PROBLEM DETAILS |
Provide again, from the entries below, every line from the one containing "Query: road sign" through the one containing "like (473, 95).", exactly as written, and no other line.
**** SOURCE DATA
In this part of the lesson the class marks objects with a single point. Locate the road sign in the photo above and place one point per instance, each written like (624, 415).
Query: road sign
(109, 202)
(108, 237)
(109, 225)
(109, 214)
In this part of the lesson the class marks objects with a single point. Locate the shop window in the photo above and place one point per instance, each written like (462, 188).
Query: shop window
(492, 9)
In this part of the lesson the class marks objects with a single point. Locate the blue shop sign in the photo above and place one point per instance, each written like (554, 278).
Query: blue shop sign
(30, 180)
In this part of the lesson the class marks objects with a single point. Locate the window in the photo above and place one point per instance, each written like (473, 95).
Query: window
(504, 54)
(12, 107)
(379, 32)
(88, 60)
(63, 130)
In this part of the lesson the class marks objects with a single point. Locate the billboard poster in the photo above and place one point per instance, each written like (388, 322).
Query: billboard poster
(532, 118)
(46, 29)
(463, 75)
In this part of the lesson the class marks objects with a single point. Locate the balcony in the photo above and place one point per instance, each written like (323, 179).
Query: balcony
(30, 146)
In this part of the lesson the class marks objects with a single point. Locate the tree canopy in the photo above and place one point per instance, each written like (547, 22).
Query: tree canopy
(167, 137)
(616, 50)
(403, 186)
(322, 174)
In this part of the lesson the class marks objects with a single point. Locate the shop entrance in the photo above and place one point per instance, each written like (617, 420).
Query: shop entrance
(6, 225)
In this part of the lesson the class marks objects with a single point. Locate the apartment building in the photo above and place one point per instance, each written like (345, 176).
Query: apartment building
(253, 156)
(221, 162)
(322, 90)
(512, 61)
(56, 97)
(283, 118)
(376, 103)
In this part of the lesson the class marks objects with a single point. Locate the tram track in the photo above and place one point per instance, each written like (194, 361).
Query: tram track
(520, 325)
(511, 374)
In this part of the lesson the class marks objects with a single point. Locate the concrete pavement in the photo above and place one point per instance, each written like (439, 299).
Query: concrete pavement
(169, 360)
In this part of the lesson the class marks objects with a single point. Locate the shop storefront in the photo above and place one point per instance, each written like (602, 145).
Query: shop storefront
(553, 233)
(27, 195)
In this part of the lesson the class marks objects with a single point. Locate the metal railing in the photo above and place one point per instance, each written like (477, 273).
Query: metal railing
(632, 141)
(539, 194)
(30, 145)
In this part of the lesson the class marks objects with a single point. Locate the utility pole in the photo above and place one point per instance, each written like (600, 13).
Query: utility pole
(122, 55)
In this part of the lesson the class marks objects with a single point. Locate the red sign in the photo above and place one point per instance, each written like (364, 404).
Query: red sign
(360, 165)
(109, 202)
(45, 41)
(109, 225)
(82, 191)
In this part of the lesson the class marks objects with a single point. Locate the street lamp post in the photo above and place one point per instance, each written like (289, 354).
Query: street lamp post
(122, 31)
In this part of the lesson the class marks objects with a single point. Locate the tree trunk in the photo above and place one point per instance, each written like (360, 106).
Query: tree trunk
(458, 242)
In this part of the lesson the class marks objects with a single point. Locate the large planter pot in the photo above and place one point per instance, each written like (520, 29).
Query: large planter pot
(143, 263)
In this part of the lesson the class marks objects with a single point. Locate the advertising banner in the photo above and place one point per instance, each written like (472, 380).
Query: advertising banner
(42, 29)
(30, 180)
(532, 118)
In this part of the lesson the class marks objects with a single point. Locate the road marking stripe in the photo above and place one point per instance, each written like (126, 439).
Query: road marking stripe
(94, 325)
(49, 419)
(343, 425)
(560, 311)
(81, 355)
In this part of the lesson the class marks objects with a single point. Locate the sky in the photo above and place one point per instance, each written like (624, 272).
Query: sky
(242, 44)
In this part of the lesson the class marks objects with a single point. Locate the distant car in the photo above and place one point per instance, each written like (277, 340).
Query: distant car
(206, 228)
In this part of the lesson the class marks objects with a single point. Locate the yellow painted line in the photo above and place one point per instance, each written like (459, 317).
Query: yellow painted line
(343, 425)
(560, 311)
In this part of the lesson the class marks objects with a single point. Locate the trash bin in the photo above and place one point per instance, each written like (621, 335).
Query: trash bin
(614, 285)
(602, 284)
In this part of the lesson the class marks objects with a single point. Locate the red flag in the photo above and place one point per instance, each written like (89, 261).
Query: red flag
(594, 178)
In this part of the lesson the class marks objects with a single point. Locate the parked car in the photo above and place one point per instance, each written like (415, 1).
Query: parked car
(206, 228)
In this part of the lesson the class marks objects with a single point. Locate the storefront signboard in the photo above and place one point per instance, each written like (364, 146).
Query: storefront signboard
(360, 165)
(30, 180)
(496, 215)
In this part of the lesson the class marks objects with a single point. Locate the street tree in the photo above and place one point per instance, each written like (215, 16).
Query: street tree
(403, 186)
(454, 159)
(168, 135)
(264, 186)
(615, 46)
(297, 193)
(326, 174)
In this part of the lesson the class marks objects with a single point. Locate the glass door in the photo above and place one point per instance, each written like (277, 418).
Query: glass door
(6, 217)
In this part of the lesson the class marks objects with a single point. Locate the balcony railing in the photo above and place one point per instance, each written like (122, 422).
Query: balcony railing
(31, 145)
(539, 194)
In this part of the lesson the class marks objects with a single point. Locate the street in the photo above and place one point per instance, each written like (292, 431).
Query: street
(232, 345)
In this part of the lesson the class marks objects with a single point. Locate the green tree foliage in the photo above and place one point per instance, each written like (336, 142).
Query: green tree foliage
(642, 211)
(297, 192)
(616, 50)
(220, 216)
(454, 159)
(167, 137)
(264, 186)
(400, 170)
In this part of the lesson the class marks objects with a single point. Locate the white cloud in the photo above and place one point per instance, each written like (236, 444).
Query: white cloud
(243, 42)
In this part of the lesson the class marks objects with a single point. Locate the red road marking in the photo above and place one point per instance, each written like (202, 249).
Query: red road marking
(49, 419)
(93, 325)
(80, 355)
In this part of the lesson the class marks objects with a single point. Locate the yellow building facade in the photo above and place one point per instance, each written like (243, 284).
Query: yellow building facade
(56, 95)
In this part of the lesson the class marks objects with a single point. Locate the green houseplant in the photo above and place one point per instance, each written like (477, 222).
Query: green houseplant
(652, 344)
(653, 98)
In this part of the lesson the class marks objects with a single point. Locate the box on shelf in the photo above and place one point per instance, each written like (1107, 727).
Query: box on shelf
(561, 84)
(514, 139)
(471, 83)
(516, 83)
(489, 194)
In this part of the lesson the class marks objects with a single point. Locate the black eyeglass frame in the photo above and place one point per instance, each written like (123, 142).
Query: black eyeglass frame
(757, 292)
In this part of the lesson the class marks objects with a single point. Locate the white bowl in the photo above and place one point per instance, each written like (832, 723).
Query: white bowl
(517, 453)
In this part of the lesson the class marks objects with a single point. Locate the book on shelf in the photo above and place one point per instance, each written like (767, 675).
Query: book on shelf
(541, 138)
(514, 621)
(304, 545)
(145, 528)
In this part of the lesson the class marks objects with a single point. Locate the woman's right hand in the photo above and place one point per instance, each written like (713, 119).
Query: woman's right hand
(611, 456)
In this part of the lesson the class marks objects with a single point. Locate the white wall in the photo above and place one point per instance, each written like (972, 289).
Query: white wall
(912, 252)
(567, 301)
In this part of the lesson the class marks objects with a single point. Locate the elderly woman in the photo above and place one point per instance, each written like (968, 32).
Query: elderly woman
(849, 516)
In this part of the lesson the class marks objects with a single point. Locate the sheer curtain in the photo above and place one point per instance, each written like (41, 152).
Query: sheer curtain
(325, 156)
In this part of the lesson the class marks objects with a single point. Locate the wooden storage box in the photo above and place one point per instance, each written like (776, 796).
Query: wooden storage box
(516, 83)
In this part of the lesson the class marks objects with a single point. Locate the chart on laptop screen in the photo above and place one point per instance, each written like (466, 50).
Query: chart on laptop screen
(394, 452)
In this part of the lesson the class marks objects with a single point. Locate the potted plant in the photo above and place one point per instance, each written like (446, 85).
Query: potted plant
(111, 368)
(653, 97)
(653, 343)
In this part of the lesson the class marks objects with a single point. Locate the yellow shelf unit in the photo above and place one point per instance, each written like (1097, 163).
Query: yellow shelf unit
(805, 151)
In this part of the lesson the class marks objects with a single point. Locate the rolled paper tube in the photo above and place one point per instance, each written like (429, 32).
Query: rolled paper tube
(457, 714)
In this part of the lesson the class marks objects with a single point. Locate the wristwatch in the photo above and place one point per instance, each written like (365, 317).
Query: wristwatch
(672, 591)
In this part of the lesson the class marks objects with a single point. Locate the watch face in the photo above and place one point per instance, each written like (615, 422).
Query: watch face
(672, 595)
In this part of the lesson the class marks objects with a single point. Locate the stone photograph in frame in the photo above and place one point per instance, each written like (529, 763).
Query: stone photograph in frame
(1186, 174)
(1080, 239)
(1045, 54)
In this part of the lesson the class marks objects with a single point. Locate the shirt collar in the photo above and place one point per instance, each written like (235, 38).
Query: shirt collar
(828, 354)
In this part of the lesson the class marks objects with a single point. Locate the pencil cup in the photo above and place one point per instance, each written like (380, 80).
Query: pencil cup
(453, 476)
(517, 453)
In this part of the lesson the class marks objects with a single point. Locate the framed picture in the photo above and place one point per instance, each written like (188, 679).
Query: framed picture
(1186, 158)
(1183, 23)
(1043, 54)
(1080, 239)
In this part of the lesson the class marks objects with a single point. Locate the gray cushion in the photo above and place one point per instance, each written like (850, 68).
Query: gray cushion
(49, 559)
********
TASK OUTPUT |
Query: road sign
(109, 202)
(108, 237)
(109, 225)
(109, 214)
In this part of the lesson the class marks objects with a single point. Locate the shop window in the photo above and place one point per instance, each written like (462, 188).
Query: shop window
(492, 9)
In this part of the lesson the class marks objects with a single point. Locate the blue shop sign in the photo above and place one point per instance, each written like (554, 278).
Query: blue shop sign
(30, 180)
In this part of the lesson the class marks objects with a single point. Locate the window in the photo above and place one point per instance, each written like (473, 95).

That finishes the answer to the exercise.